EX-99 2 a063018exhibit99.htm EXHIBIT 99 Exhibit
Exhibit 99


matrixslogoprimaryrgba01a03.gif
MATRIX SERVICE COMPANY ANNOUNCES FISCAL 2018 FOURTH QUARTER AND FULL YEAR RESULTS; PROVIDES FISCAL 2019 GUIDANCE

Fourth quarter revenue of $293.1 million and full year revenue of $1.092 billion
Company recorded impairment charges of $18.0 million in quarter, resulting in a fully diluted EPS of $(0.55) and $(0.43) for the fourth quarter and fiscal year, respectively
Exclusive of this impairment, adjusted fully diluted EPS for the quarter and fiscal year were $0.03 and $0.15, respectively
Book-to-bill was 2.0 on project awards of $597.5 million in the fourth quarter and 1.5 on project awards of $1.628 billion for the full year
Backlog is $1.219 billion, an increase of 33% in the fourth quarter and 79% for the full year
Fiscal 2019 guidance set at $1.250 to $1.350 billion in revenue and $0.85 to $1.15 for fully diluted earnings per share


TULSA, OK – September 10, 2018 – Matrix Service Company (Nasdaq: MTRX) today reported its financial results for the fourth quarter and year ended June 30, 2018.
"As we progressed through fiscal 2018, we saw significant improvement in the end markets we serve, reflected in part by the strong project awards received in our Storage Solutions and Industrial segments and by improving levels of higher margin work across most of the business. Backlog at June 30, 2018 increased 79% to $1.219 billion during the year," said John R. Hewitt, President and Chief Executive Officer. "That said, the majority of these awards came later than expected, pushing revenue into fiscal 2019 and beyond.

### Extracted entries
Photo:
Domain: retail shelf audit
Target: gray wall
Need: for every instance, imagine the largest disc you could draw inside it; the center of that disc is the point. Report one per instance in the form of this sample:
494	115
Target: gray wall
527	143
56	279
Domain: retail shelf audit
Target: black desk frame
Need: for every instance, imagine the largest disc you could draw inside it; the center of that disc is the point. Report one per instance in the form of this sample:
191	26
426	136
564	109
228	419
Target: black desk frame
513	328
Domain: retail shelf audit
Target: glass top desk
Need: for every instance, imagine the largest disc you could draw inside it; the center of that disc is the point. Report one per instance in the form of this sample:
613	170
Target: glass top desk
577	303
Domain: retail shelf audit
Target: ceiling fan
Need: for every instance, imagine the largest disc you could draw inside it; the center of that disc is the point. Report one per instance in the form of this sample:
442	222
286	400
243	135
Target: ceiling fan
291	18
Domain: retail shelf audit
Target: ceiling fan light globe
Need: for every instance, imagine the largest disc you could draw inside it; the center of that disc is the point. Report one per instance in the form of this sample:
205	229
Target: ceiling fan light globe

### Work instructions
1: From the Matrix Service results release, quote the passage starting at "TULSA, OK –" and ending at "2019 and beyond.".
2: In the Matrix Service results release, what revenue range does the fiscal 2019 guidance give?

### Worked answers
1:
TULSA, OK – September 10, 2018 – Matrix Service Company (Nasdaq: MTRX) today reported its financial results for the fourth quarter and year ended June 30, 2018.
"As we progressed through fiscal 2018, we saw significant improvement in the end markets we serve, reflected in part by the strong project awards received in our Storage Solutions and Industrial segments and by improving levels of higher margin work across most of the business. Backlog at June 30, 2018 increased 79% to $1.219 billion during the year," said John R. Hewitt, President and Chief Executive Officer. "That said, the majority of these awards came later than expected, pushing revenue into fiscal 2019 and beyond.

2: $1.250 to $1.350 billion